EXERCISE PROMPT: Turn the data below into a numbered list with one entry per line, skipping any blank lines. Leave the pictures out of your answer.

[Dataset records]
^^^^^^^^
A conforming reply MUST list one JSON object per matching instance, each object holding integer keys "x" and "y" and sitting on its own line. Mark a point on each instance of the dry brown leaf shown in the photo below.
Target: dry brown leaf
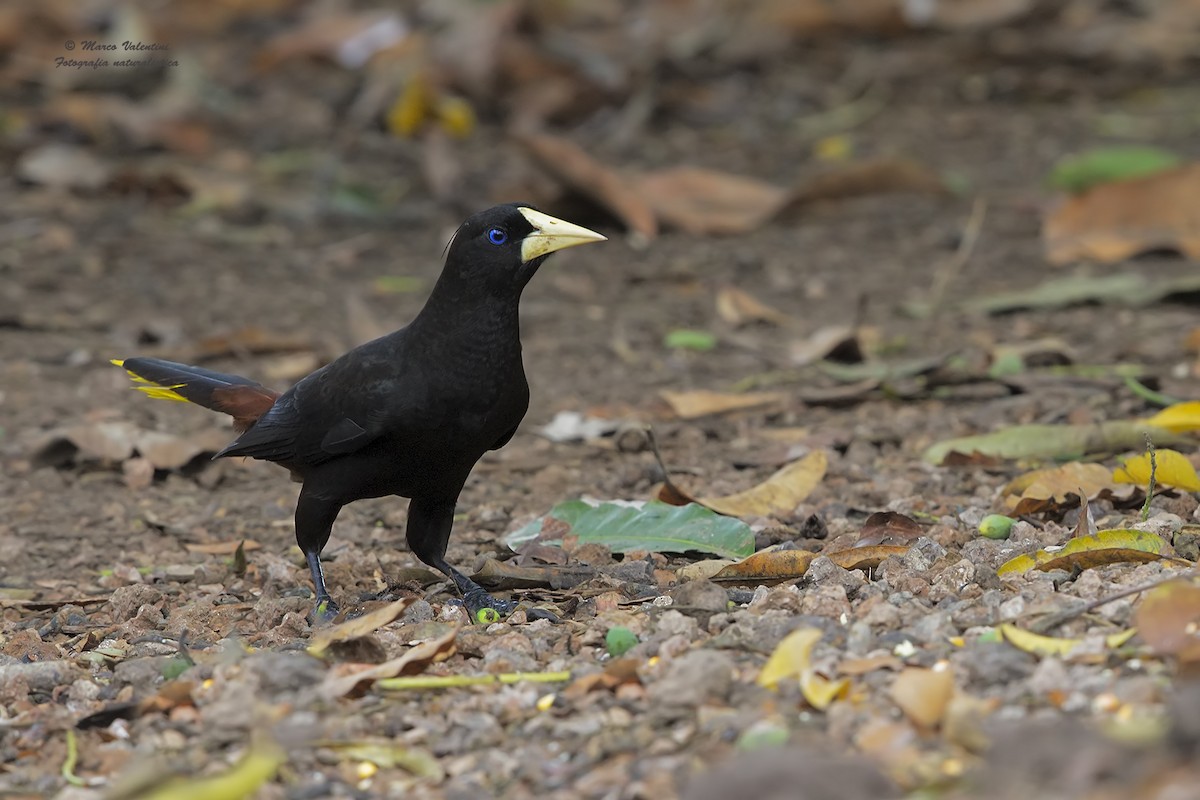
{"x": 358, "y": 627}
{"x": 888, "y": 527}
{"x": 869, "y": 663}
{"x": 779, "y": 494}
{"x": 865, "y": 558}
{"x": 1169, "y": 618}
{"x": 250, "y": 340}
{"x": 1115, "y": 221}
{"x": 708, "y": 202}
{"x": 1055, "y": 488}
{"x": 767, "y": 567}
{"x": 223, "y": 548}
{"x": 831, "y": 341}
{"x": 867, "y": 178}
{"x": 351, "y": 680}
{"x": 693, "y": 404}
{"x": 569, "y": 163}
{"x": 739, "y": 308}
{"x": 923, "y": 695}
^^^^^^^^
CORRECT RESULT:
1. A conforming reply MUST list one JSON object per matching instance, each object holding integer keys "x" and "y" and sitting on its own line. Mark a point on each instance of the dry brown leaf shown in the photo below.
2. Target: dry brown leaf
3. {"x": 358, "y": 627}
4. {"x": 888, "y": 527}
5. {"x": 869, "y": 663}
6. {"x": 779, "y": 494}
7. {"x": 865, "y": 558}
8. {"x": 1169, "y": 618}
9. {"x": 250, "y": 340}
10. {"x": 1115, "y": 221}
11. {"x": 708, "y": 202}
12. {"x": 1055, "y": 488}
13. {"x": 767, "y": 567}
14. {"x": 223, "y": 548}
15. {"x": 831, "y": 341}
16. {"x": 867, "y": 178}
17. {"x": 351, "y": 680}
18. {"x": 693, "y": 404}
19. {"x": 569, "y": 163}
20. {"x": 739, "y": 308}
21. {"x": 923, "y": 695}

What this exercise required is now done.